▶ [Set problem] Print the data below line for line, without changing anything.

▶ [Provided records]
***

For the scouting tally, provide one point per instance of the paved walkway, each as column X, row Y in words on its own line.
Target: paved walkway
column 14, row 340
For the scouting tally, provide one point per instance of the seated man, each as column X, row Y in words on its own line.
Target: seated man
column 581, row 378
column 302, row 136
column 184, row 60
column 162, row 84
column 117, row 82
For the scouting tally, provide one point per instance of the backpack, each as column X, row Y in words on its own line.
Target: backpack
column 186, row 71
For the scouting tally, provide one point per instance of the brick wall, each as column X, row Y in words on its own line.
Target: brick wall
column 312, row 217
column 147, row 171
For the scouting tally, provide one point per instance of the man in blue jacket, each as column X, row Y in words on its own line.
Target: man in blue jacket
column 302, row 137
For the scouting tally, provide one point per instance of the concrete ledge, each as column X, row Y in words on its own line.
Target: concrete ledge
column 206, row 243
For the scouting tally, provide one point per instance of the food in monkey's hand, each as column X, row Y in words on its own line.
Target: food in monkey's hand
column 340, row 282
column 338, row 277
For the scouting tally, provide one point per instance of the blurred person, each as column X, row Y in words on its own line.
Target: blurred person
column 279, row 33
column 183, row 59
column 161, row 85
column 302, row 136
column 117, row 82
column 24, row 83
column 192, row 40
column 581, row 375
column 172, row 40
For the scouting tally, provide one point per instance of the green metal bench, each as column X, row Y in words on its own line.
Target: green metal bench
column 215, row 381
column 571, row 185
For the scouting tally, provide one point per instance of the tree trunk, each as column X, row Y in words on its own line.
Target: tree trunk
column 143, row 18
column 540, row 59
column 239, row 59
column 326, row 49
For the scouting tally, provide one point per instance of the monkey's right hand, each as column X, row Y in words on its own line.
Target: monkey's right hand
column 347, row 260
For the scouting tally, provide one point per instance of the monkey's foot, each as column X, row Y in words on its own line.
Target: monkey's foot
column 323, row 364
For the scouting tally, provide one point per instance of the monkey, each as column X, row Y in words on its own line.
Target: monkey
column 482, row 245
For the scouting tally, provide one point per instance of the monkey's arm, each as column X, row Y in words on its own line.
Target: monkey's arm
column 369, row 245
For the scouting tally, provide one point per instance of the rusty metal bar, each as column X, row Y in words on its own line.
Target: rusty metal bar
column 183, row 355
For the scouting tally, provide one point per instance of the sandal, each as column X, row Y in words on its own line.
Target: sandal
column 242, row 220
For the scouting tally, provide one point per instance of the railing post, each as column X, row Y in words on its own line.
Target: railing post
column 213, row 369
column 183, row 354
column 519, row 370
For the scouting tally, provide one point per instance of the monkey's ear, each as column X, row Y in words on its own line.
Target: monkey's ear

***

▶ [Solution for this exercise]
For the scouting tally, provide one point per instance of the paved walkway, each as column X, row Y in words on its own line.
Target: paved walkway
column 14, row 340
For the scouting tally, provide one point per instance of the seated man, each as column X, row Y in words on its own line.
Target: seated man
column 581, row 378
column 302, row 136
column 184, row 60
column 162, row 84
column 117, row 82
For the scouting tally, provide one point per instance of the backpack, each as column X, row Y in words on its own line.
Target: backpack
column 186, row 71
For the scouting tally, provide one point per instance of the brick wall, each as column X, row Y in words on its own line.
Target: brick wall
column 312, row 217
column 147, row 171
For the scouting tally, provide one point per instance of the man in blue jacket, each as column X, row Y in words on its own line.
Target: man in blue jacket
column 302, row 137
For the scouting tally, provide one point per instance of the concrete ledge, each as column X, row Y in words on its own line.
Target: concrete ledge
column 206, row 243
For the scouting tally, provide one point per instance of the food in monkey's hand, each as column X, row Y in words on its own line.
Target: food in monkey's hand
column 340, row 282
column 338, row 277
For the scouting tally, provide one point per instance of the blurred person, each as column X, row Y in words on its own line.
Target: blurred person
column 279, row 33
column 183, row 59
column 161, row 85
column 302, row 136
column 117, row 82
column 24, row 83
column 192, row 40
column 581, row 375
column 172, row 40
For the scouting tally, provide one point per instance of the green metal bench, each as column X, row Y in words on its own line.
Target: green metal bench
column 215, row 381
column 571, row 185
For the scouting tally, provide one point per instance of the tree trunk, each as column X, row Y in words on its own line.
Target: tree trunk
column 143, row 18
column 540, row 59
column 239, row 59
column 326, row 49
For the scouting tally, provide one point per instance of the monkey's right hand, each as column X, row Y in words on its own line.
Target: monkey's right hand
column 347, row 260
For the scouting tally, provide one point per instance of the monkey's foot, each as column X, row Y in words on its own line.
Target: monkey's foot
column 323, row 364
For the scouting tally, provide one point per instance of the monkey, each as column X, row Y in words on its own line.
Target: monkey
column 482, row 245
For the scouting tally, provide one point per instance of the monkey's arm, each as column X, row Y in words on its own line.
Target: monkey's arm
column 369, row 245
For the scouting tally, provide one point per instance of the rusty metal bar, each as column X, row Y in words on its own line.
Target: rusty metal bar
column 183, row 355
For the scouting tally, provide one point per instance of the sandal, each as column X, row Y in words on its own line.
Target: sandal
column 242, row 220
For the scouting tally, provide one point per instance of the railing post, each as column X, row Y in words on its own line.
Target: railing post
column 213, row 369
column 183, row 354
column 519, row 370
For the scouting tally, provide one point per instance of the monkey's ear, each as column X, row Y in words on its own line.
Target: monkey's ear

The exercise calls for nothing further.